▸ STATED PROBLEM
Extract every entry word for word.

↓↓↓

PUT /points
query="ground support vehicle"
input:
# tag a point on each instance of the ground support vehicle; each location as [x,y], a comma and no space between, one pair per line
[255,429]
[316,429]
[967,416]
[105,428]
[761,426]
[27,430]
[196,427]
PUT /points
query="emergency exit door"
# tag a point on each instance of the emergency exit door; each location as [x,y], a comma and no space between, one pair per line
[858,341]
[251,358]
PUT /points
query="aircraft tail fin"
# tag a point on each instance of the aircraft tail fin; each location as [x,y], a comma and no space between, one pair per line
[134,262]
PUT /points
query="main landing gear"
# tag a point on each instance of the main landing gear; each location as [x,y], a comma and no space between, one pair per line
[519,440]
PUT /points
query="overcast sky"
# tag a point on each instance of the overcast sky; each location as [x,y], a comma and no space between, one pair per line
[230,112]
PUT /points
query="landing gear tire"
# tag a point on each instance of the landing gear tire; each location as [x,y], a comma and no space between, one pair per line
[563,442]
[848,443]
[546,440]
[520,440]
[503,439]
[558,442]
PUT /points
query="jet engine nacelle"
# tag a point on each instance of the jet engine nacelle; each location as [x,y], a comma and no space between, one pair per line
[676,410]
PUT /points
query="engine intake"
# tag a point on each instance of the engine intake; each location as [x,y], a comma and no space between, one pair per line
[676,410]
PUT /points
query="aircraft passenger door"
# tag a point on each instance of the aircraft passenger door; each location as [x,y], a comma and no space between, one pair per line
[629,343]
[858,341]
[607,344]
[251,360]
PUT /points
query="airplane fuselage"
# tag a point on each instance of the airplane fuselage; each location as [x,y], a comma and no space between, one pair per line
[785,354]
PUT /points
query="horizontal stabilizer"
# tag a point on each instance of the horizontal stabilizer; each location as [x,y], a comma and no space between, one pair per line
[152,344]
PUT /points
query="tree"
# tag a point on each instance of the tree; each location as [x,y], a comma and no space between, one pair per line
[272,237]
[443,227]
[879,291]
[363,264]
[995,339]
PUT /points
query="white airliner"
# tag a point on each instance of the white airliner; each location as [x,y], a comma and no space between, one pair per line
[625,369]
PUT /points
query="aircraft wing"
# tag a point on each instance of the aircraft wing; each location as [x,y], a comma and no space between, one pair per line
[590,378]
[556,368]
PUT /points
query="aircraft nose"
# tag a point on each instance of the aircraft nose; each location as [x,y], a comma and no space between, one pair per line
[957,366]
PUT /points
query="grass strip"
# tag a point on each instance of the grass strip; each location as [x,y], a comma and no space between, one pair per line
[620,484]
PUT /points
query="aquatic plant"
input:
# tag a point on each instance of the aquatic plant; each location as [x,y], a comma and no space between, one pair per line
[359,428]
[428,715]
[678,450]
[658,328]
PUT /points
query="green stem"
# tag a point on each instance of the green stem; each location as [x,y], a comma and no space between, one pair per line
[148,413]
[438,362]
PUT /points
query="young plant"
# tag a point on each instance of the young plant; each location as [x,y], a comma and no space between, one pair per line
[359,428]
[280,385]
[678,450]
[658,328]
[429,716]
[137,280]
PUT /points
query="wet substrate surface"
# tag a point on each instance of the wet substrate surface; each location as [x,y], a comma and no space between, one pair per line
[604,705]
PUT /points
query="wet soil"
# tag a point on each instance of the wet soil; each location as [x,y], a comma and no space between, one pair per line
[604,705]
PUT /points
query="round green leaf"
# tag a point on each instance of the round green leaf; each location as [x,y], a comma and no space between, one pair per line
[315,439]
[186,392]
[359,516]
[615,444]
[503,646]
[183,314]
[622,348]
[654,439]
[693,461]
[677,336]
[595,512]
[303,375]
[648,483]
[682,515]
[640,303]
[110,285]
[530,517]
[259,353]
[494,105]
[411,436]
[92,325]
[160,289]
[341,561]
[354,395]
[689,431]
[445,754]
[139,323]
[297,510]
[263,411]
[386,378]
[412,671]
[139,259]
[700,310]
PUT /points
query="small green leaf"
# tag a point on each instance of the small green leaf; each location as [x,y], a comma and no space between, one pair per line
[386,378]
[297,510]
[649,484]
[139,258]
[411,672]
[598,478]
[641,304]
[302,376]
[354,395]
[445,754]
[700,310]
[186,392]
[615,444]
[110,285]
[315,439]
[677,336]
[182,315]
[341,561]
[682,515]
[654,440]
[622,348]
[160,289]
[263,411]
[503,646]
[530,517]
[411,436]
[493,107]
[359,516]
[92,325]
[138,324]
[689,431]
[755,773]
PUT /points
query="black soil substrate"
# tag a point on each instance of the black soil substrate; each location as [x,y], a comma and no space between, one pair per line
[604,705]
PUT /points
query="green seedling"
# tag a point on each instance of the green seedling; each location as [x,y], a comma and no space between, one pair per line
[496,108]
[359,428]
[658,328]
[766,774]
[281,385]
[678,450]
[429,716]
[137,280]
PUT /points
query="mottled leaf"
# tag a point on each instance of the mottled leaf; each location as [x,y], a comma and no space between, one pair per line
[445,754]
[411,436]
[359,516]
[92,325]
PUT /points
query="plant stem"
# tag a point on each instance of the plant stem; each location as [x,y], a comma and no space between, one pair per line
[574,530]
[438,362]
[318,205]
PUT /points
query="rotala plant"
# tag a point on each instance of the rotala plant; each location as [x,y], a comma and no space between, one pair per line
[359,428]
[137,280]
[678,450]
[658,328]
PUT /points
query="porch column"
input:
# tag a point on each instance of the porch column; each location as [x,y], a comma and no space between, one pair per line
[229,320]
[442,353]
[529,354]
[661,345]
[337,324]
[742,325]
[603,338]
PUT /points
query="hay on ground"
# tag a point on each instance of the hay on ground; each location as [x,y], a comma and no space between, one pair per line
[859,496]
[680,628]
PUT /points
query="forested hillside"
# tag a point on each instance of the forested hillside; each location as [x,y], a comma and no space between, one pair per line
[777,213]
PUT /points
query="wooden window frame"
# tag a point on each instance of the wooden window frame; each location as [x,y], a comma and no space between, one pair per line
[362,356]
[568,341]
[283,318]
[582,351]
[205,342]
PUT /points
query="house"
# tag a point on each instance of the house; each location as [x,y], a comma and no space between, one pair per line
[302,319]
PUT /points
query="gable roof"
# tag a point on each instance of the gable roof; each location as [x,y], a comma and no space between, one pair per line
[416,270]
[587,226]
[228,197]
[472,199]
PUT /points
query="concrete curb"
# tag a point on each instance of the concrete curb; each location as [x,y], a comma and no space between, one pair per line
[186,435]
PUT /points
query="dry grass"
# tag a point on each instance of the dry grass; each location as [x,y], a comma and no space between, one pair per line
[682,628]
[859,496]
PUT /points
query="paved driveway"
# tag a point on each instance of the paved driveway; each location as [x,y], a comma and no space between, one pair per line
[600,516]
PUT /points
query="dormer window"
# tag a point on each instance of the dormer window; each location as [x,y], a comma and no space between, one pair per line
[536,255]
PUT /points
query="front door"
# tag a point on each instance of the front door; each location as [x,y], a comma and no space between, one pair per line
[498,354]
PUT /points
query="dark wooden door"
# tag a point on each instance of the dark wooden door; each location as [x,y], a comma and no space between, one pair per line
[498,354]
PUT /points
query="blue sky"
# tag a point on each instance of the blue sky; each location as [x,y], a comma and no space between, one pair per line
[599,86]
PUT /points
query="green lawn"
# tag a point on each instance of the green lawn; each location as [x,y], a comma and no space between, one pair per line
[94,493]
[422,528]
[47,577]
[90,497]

↑↑↑

▸ SOLUTION FOR THIS TASK
PUT /points
query="ground support vehicle"
input:
# tag a point on each instance of the ground support vehicle; each location as [x,y], a comma and no space between, one pair per line
[255,429]
[316,429]
[967,416]
[105,428]
[761,426]
[27,430]
[196,427]
PUT /points
query="emergency exit door"
# tag a point on each instance of the emergency exit door; each location as [x,y], a comma and no space between, one pair per line
[858,341]
[251,358]
PUT /points
query="aircraft tail fin"
# tag a point on each instance of the aircraft tail fin; each location as [x,y], a comma and no space between, one pair per line
[134,262]
PUT /points
query="main landing gear"
# tag a point on each instance of the main landing gear; each location as [x,y], a comma and no space between, one pair per line
[519,440]
PUT /points
query="overcast sky"
# tag a point on each instance of the overcast sky; each location as [x,y], a comma and no space between, one pair per line
[230,112]
PUT /points
query="landing gear tire"
# tag a point on each instance of the landing gear tire; each location as [x,y], a comma and no space between, one pair per line
[563,442]
[848,443]
[546,440]
[520,440]
[503,439]
[558,442]
PUT /points
query="jet engine nacelle"
# tag a point on each instance of the jet engine nacelle; each location as [x,y], a comma and no space between, one pair per line
[676,410]
PUT /points
query="engine intake"
# tag a point on each instance of the engine intake; each location as [x,y], a comma and no space between, one pair per line
[676,410]
PUT /points
query="aircraft passenger door"
# tag a point on each instance of the aircraft passenger door; each location as [x,y], a comma and no space between, one pair per line
[629,343]
[858,341]
[607,344]
[251,360]
PUT /points
query="airplane fuselage"
# tag a point on each instance of the airplane fuselage; each location as [x,y], a comma and no space between, one pair per line
[785,354]
PUT /points
query="horizontal stabilizer"
# tag a point on each instance of the horizontal stabilizer; each location as [x,y], a comma and no space between, one pair per line
[152,344]
PUT /points
query="tree"
# tag a point on each instance of the tree; each location as [x,y], a comma and no space between, one pair per line
[272,237]
[443,227]
[879,291]
[363,264]
[995,339]
PUT /points
query="white airliner"
# tag a point on each instance of the white airliner; each location as [x,y], a comma and no space between, one pair per line
[625,369]
PUT /points
query="aircraft wing"
# tag a point on each instance of the aircraft wing; each location as [x,y], a comma and no space between, one pair per line
[590,378]
[556,368]
PUT /points
query="aircraft nose"
# tag a point on each instance of the aircraft nose; each location as [x,y], a comma and no space between, one pair per line
[957,366]
PUT /points
query="grass strip"
# tag a point on each instance of the grass strip; each location as [x,y], a comma and no space between, one pair per line
[620,484]
PUT /points
query="aquatic plant"
input:
# tag a point on each instance of the aquatic plant; each location as [x,y], a comma and no space between, one pair per line
[359,428]
[428,715]
[678,450]
[658,328]
PUT /points
query="green stem"
# tag a point on each instance of the green stem; each location as [x,y], a comma and no space between, one pair per line
[148,413]
[438,362]
PUT /points
query="young plant"
# tag a point on each instance of the young plant; each location as [x,y], a comma and no space between, one pair per line
[359,428]
[280,385]
[678,450]
[658,328]
[429,716]
[137,280]
PUT /points
query="wet substrate surface"
# tag a point on each instance of the wet substrate surface; each location as [x,y], a comma and no space between, one pair per line
[604,705]
PUT /points
query="wet soil"
# tag a point on each instance of the wet soil; each location as [x,y], a comma and no space between, one pair per line
[604,705]
PUT /points
query="round green leaf"
# tag a point on each instance of the round green leaf; each location as [x,y], a comma and no space between, one pair per line
[315,439]
[186,392]
[359,516]
[615,444]
[503,646]
[183,314]
[622,348]
[654,439]
[693,461]
[677,336]
[595,512]
[303,375]
[648,483]
[682,515]
[640,303]
[110,285]
[530,517]
[259,353]
[494,105]
[411,436]
[92,325]
[160,289]
[341,561]
[354,395]
[689,431]
[445,754]
[139,323]
[297,510]
[263,411]
[386,378]
[412,671]
[139,259]
[700,310]
PUT /points
query="small green leaf"
# tag a point on each instance of the small green leaf; each location as [x,y], a comma and no space between, one pair per line
[386,378]
[297,510]
[649,484]
[139,258]
[411,672]
[598,478]
[641,304]
[302,376]
[354,395]
[445,754]
[700,310]
[186,392]
[615,444]
[110,285]
[315,439]
[677,336]
[182,315]
[341,561]
[682,515]
[654,440]
[622,348]
[160,289]
[263,411]
[503,646]
[530,517]
[411,436]
[493,107]
[359,516]
[92,325]
[138,324]
[689,431]
[755,773]
PUT /points
query="black soil substrate"
# tag a point on each instance of the black soil substrate; each location as [x,y], a comma and no space between, one pair per line
[604,705]
PUT /points
query="green seedling"
# tag a point on each instance of the green seedling; each location as [x,y], a comma and no space between, one pair per line
[496,108]
[359,428]
[658,328]
[766,774]
[281,385]
[678,450]
[429,716]
[137,280]
PUT /points
query="mottled leaf"
# tag a point on each instance of the mottled leaf; each location as [x,y], a comma and no space between, one pair per line
[445,754]
[411,436]
[359,516]
[92,325]
PUT /points
query="plant stem"
# tag a point on each instance of the plant stem; each location as [x,y], a comma and no space between, one pair per line
[574,530]
[438,362]
[318,205]
PUT /points
query="rotala plant"
# tag a point on each instance of the rotala plant; each location as [x,y], a comma and no space between, one pair per line
[359,428]
[137,280]
[678,450]
[658,328]
PUT /points
query="porch column"
input:
# tag a point on each instance of the porch column; each location as [x,y], a comma and no space between, one pair per line
[229,320]
[442,353]
[529,354]
[661,345]
[337,324]
[742,325]
[603,338]
PUT /points
query="hay on ground"
# tag a point on each instance of the hay on ground; each location as [x,y], a comma and no space between, one pair per line
[859,496]
[680,628]
PUT /points
query="forested hillside"
# tag a point on each instance of the forested hillside; each location as [x,y], a comma and no space between, one pair per line
[777,213]
PUT /points
query="wooden window frame"
# tag a point on each instance of the wooden window frame; each location as [x,y], a comma and no space between, one pair per line
[362,356]
[568,341]
[283,318]
[582,351]
[205,342]
PUT /points
query="house"
# tag a point on each instance of the house; each location as [x,y], a comma and no space between, one pair per line
[302,319]
PUT /points
query="gable roof"
# tag a point on each instance of the gable roof; each location as [x,y], a comma and no space between, one pair per line
[416,270]
[587,226]
[228,197]
[472,199]
PUT /points
query="concrete curb"
# tag a point on each instance of the concrete curb; each location as [x,y], a comma and no space between, one pair per line
[186,435]
PUT /points
query="dry grass"
# tag a point on each instance of the dry grass; each location as [x,y], a comma and no space between, one pair per line
[682,628]
[859,496]
PUT /points
query="paved driveway"
# tag a point on each instance of the paved driveway; each location as [x,y], a comma and no space between, one pair per line
[600,516]
PUT /points
query="dormer window"
# tag a point on each instance of the dormer window; each location as [x,y], a comma and no space between, one pair per line
[536,255]
PUT /points
query="front door"
# tag a point on each instance of the front door; each location as [x,y], a comma and no space between, one pair per line
[498,354]
PUT /points
query="dark wooden door"
# tag a point on each instance of the dark wooden door; each location as [x,y], a comma and no space between, one pair per line
[498,354]
PUT /points
query="blue sky"
# tag a point on each instance of the blue sky; each location as [x,y], a comma and no space between, one pair per line
[599,86]
PUT /points
query="green lawn"
# tag a point on each instance of the green lawn; each location as [x,y], a comma and no space between, one pair per line
[94,493]
[422,528]
[47,577]
[90,497]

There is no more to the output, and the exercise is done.